**Provided information**
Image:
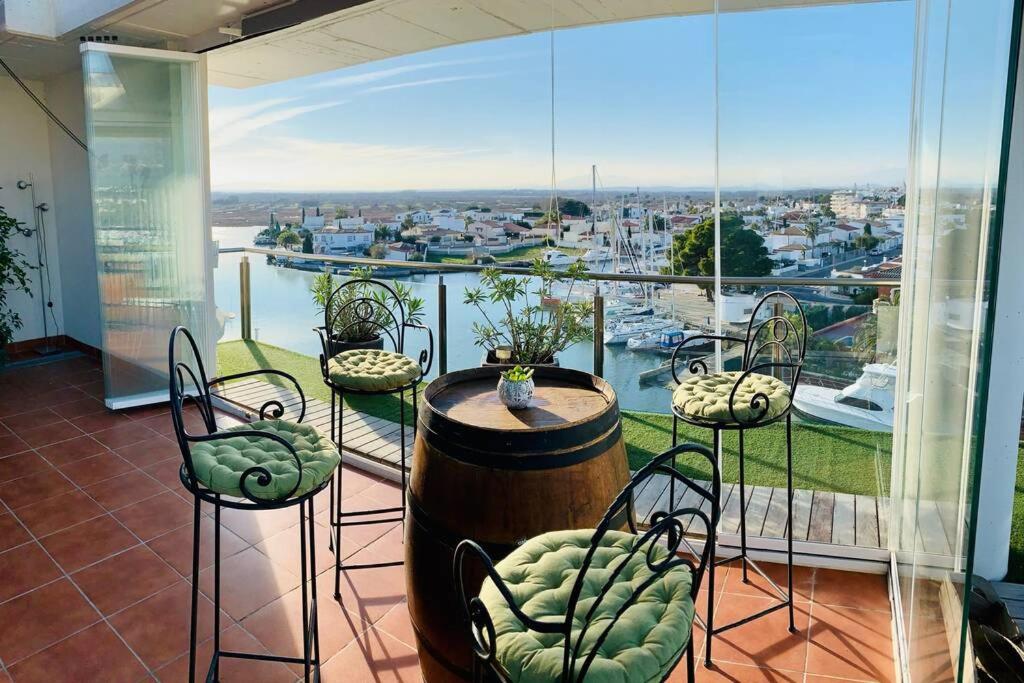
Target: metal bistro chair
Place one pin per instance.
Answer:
(265, 465)
(373, 308)
(752, 397)
(606, 603)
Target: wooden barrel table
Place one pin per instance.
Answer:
(481, 471)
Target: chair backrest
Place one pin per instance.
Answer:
(188, 384)
(666, 531)
(773, 337)
(361, 309)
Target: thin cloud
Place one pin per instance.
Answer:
(228, 134)
(430, 81)
(384, 74)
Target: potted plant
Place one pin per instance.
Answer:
(535, 334)
(515, 387)
(360, 325)
(14, 278)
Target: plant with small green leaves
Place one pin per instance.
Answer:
(534, 332)
(518, 374)
(348, 322)
(14, 278)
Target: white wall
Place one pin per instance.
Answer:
(73, 203)
(26, 150)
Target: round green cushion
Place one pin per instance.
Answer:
(643, 645)
(372, 370)
(219, 463)
(707, 397)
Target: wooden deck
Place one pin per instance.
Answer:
(819, 516)
(367, 436)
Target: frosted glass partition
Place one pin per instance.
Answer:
(956, 139)
(145, 114)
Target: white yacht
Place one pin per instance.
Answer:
(619, 332)
(555, 257)
(867, 403)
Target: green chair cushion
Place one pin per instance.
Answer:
(707, 397)
(219, 463)
(643, 645)
(372, 370)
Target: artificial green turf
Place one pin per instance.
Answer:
(1016, 571)
(825, 458)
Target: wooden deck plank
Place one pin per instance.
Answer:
(757, 509)
(930, 528)
(866, 527)
(820, 529)
(775, 519)
(802, 500)
(845, 519)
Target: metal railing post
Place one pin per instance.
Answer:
(245, 294)
(598, 332)
(441, 326)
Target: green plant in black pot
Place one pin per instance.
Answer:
(14, 275)
(544, 327)
(361, 310)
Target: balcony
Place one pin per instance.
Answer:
(96, 559)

**Given request**
Reproduce every item above word for word, leaving out the picture.

**Full output**
Image:
Target: metal bistro chair
Place one pin per instance.
Answer:
(265, 465)
(373, 308)
(752, 397)
(606, 603)
Target: wooden barrel table
Place one pin per instance.
Answer:
(481, 471)
Target: chair backrest
Place one pin per instance.
Answer:
(188, 384)
(666, 531)
(773, 337)
(361, 309)
Target: thin cloud
Place one pin per instance.
Answer:
(228, 134)
(430, 81)
(384, 74)
Target: potted plant
Place one pin per instance.
Answer:
(535, 334)
(515, 387)
(360, 325)
(14, 278)
Target: plant with small green leaves
Place one pin per instance.
Answer:
(534, 332)
(518, 374)
(348, 322)
(14, 278)
Target: white wall
Place one pin per instance.
Answer:
(73, 203)
(26, 150)
Target: round green cushion
Place one pin per instance.
Answer:
(643, 645)
(372, 370)
(219, 463)
(707, 397)
Target: wooden deck
Place one pin per instance.
Answer:
(819, 516)
(367, 436)
Target: frosted glass partition
Place one pin per instance.
Answer:
(956, 139)
(145, 114)
Target: white yacht
Place one pin per instance.
Answer:
(619, 332)
(555, 257)
(867, 403)
Target: green chair cushion
Place one pin per instance.
Answer:
(707, 397)
(219, 463)
(643, 645)
(372, 370)
Target: artificial green turf
Place one pin per instance.
Answer:
(1016, 571)
(825, 458)
Target: wooden deck plank
Place one pin per instance.
Answer:
(757, 509)
(930, 528)
(866, 527)
(820, 529)
(775, 519)
(802, 500)
(845, 519)
Target: metal railing post
Place one pin per instance.
Answer:
(245, 294)
(598, 332)
(441, 326)
Target: green plant in black pot
Place one pin per instance.
Answer:
(14, 275)
(544, 327)
(361, 310)
Target: balcony
Place one pin per instance.
Answer:
(96, 559)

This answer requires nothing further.